··· Data excerpts ···

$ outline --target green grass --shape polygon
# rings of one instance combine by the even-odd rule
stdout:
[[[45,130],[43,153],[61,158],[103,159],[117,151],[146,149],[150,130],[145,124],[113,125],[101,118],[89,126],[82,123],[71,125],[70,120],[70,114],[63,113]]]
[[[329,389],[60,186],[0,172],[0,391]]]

···

Exercise requirements → Reproduce each line of the items above verbatim, changing no character.

Task response →
$ outline --target green grass --shape polygon
# rings of one instance combine by the even-odd rule
stdout:
[[[45,130],[43,153],[61,158],[103,159],[117,151],[146,149],[150,130],[145,124],[113,125],[101,118],[89,126],[82,123],[71,125],[70,120],[70,114],[63,113]]]
[[[329,389],[60,186],[0,172],[0,391]]]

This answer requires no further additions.